6. How to write parser
30 May 2016In this article, I’ll explain all the “boilerplate” code you’ll need in an LLLPG-based two-stage parser, and then I’ll show you how to produce a syntax tree using the LNode
class in Loyc.Syntax.dll.
Boilerplate
“Boilerplate” is repetitive code you must write every time you do a task. Because LLLPG leaves you in charge of defining token types and controlling the overall parsing process, a bit more boilerplate is required in LLLPG than in most parser generators; but the benefit is that there is less magic going on: you can see how everything works, and hopefully learn to control it if you need to.
When parsing a typical programming language, you need two stages (Lexing and Parsing) although some languages, such as JSON, are simple enough to parse in a single stage (lexer and parser combined into a single LLLPG “lexer”), and some languages (such as PHP or Liquid) might benefit from more than two stages. The Enhanced C# parser has four stages: lexer, preprocessor (for #if
, #region
, etc.), tree parser, and main parser).
The official two-stage boilerplate example is included in the LLLPG-Samples repository, but let’s review a snapshot of it (May 2016). Now, no IntelliSense (code completion) is available in .ecs files, so it can be useful to split your Lexer and Parser classes between two files, and that’s what the boilerplate example does. In the Grammars.cs file, IntelliSense will be available and in the Grammars.ecs file you put your grammar code.

▸ **Given records**:
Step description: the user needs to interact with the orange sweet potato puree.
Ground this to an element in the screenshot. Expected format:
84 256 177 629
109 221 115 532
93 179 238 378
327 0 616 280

* * *

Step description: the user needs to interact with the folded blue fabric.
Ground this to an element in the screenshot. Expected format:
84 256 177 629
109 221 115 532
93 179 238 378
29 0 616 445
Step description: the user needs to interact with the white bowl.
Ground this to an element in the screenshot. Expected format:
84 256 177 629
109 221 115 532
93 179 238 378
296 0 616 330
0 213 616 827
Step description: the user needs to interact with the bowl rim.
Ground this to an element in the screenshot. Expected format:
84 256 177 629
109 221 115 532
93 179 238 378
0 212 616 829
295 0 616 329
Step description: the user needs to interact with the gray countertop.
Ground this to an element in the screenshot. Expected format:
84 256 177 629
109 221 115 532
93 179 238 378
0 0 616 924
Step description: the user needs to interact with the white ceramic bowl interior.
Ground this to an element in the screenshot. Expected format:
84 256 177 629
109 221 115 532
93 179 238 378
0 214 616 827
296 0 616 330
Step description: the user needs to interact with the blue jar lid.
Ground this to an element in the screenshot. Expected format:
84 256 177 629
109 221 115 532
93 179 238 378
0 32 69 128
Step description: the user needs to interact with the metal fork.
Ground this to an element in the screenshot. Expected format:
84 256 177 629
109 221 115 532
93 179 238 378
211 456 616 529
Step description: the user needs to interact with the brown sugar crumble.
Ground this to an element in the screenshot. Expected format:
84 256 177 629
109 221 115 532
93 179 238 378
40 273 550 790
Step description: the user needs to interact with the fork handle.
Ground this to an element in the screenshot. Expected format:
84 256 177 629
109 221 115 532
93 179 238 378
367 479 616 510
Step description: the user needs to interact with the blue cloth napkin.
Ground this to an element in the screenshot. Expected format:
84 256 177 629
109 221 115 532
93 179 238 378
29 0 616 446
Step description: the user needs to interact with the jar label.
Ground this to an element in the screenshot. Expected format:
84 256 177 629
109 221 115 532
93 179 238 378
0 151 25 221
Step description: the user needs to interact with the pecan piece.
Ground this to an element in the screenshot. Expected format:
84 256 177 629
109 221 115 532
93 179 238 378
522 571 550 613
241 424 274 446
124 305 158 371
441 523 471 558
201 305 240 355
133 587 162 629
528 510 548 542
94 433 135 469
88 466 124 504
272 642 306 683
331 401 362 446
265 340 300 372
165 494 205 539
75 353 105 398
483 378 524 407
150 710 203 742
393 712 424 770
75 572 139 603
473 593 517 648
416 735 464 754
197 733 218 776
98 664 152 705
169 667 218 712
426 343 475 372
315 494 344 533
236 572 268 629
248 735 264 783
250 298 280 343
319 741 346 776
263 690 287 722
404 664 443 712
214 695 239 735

▸ **Directive**: Copy everything in the parser tutorial from "6. How to write" down to "class in Loyc.Syntax.dll.", and swap "syntax tree" for "parse tree". Work only from the parser tutorial.

▸ **Final result**:
6. How to write parser
30 May 2016In this article, I’ll explain all the “boilerplate” code you’ll need in an LLLPG-based two-stage parser, and then I’ll show you how to produce a parse tree using the LNode
class in Loyc.Syntax.dll.